-- PASSAGE TO READ start --

'lo,
I'm having issues with the latency created by read-ahead in 2.4 (.19rc1)
and in 2.5 (.26), wrt to NFS mounted MP3 files coming across a cablemodem
with capped upstream (probably fairly common). In 2.4.19rc1, the problem
only shows up sometimes. In 2.5.26, the problem is happening always.
What seems to be the case is that the kernel detects the sequentual read
(or not, I don't know), and decides to be nice and read a bunch ahead.
Unfortunately, it seems to be blocking all reading until the big request
is filled, which ends up taking about 4 - 5 seconds over this link. xmms
isn't very happy with this, and underruns until the burst comes through.
xmms then starts playing, reaches near the end of the data, the kernel
starts to read-ahead again, and xmms underruns again while waiting for
the big burst. Repeat until song is finished.
2.4 appears to scale the read-ahead somehow, and the latency stays
fairly low. However, after some playing, the read-ahead block size
tends to creep up and cause the underruns again. I found I could tweak
the maximum read-ahead size in /proc, and that seemed to work around
the problem, but this doesn't appear to exist in 2.5 /proc.
So, why doesn't the kernel allow the application to see the blocks when
they arrive? tcpdump shows successful transfers coming through while
xmms is sitting waiting on even just one page. I can see how getting to
at least a page size can help, and perhaps batching slightly will help
context switching or perhaps read-ahead thrashing between two
simultaneous readers, but in this case it is completely unusably long.

-- PASSAGE TO READ end --
-- EXTRACTED RECORDS start --

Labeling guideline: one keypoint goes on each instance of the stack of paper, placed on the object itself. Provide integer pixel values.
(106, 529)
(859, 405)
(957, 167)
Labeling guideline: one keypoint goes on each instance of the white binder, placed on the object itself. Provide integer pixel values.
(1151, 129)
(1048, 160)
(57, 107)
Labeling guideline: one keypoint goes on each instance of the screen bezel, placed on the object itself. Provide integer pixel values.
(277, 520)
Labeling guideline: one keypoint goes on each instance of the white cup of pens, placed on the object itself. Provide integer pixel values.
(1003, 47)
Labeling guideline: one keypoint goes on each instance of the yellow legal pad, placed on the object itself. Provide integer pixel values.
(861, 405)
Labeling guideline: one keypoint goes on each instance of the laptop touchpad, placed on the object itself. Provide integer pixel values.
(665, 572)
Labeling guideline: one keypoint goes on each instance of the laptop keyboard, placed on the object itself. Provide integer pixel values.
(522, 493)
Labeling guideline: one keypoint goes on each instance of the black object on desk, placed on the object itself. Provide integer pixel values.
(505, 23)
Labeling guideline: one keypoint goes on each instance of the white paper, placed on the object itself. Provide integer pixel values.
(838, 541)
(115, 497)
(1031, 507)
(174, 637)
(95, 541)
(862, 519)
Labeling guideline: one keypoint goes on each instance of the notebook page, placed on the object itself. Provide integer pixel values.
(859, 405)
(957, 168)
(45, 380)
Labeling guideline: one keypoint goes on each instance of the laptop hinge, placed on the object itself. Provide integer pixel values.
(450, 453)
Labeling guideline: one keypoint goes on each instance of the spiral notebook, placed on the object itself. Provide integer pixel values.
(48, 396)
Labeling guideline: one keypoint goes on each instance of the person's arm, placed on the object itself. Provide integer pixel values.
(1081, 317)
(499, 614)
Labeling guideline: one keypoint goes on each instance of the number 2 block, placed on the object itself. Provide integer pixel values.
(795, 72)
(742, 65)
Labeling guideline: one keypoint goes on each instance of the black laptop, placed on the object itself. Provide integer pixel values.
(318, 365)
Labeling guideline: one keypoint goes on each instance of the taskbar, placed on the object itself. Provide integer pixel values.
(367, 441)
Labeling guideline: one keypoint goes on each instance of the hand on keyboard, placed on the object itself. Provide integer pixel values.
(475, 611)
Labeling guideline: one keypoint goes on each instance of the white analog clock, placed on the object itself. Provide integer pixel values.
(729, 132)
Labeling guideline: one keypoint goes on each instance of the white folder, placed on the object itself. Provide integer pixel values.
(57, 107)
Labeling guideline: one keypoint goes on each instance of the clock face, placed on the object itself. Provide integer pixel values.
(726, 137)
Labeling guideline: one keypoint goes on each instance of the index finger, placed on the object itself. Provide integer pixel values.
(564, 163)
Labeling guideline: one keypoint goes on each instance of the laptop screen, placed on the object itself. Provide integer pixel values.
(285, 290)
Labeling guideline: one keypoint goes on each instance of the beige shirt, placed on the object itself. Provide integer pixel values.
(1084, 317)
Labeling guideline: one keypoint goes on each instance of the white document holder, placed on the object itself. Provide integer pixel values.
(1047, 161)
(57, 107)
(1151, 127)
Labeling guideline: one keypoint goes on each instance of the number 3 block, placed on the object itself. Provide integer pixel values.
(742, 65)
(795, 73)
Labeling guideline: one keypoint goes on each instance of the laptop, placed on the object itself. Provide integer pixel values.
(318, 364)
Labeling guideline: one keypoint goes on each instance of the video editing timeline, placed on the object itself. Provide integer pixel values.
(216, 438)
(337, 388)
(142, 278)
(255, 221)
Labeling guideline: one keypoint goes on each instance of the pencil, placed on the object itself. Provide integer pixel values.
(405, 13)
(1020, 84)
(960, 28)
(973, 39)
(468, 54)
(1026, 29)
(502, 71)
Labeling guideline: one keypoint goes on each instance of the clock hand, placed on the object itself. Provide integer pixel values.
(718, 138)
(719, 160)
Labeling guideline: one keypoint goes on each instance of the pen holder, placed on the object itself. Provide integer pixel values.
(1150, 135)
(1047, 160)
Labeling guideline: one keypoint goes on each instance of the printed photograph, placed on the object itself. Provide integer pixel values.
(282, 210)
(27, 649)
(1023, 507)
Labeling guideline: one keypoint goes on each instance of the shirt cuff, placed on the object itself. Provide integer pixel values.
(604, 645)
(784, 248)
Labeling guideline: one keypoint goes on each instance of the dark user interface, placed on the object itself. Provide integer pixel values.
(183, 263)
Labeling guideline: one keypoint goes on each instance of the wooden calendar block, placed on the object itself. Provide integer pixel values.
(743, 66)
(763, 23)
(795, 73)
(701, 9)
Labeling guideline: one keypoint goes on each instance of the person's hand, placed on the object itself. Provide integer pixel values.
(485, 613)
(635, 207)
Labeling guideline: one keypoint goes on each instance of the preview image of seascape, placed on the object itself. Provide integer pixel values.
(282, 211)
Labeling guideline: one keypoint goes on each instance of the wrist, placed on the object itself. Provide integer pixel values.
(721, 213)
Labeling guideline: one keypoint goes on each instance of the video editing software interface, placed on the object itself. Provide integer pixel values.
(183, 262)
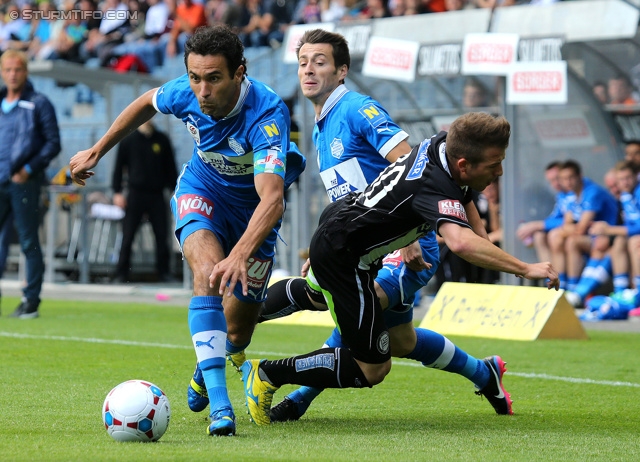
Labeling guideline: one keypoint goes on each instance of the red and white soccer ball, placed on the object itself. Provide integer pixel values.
(136, 410)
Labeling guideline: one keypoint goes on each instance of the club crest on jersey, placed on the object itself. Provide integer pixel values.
(452, 208)
(421, 161)
(192, 203)
(193, 130)
(271, 132)
(337, 148)
(373, 115)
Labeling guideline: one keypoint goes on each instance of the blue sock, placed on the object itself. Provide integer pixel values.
(563, 280)
(572, 282)
(436, 351)
(620, 282)
(303, 396)
(209, 334)
(595, 273)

-- EXTRACTED RECORDS end --

COMPLETE THE FOLLOWING:
#1 Copy the stretch of the read-ahead message from "Unfortunately, it seems" through "burst comes through.".
#2 Answer these questions from the read-ahead message:
(a) About how long does the big request take to fill over the link?
(b) In which kernel version does the problem happen always?
(c) What tool shows successful transfers coming through while xmms waits?
#3 Do these statements agree with the read-ahead message? Answer each with yes or no and quote the words that decide it.
(a) The maximum read-ahead size could be adjusted in /proc.
(b) In 2.4.19rc1 the problem shows up every time.
(c) The MP3 files come across a cablemodem with capped downstream.

CORRECT ANSWERS:
#1
Unfortunately, it seems to be blocking all reading until the big request
is filled, which ends up taking about 4 - 5 seconds over this link. xmms
isn't very happy with this, and underruns until the burst comes through.

#2
(a) About 4 to 5 seconds.
(b) 2.5.26.
(c) tcpdump.

#3
(a) Yes. "I found I could tweak the maximum read-ahead size in /proc, and that seemed to work around the problem"
(b) No. "In 2.4.19rc1, the problem only shows up sometimes."
(c) No. "coming across a cablemodem with capped upstream"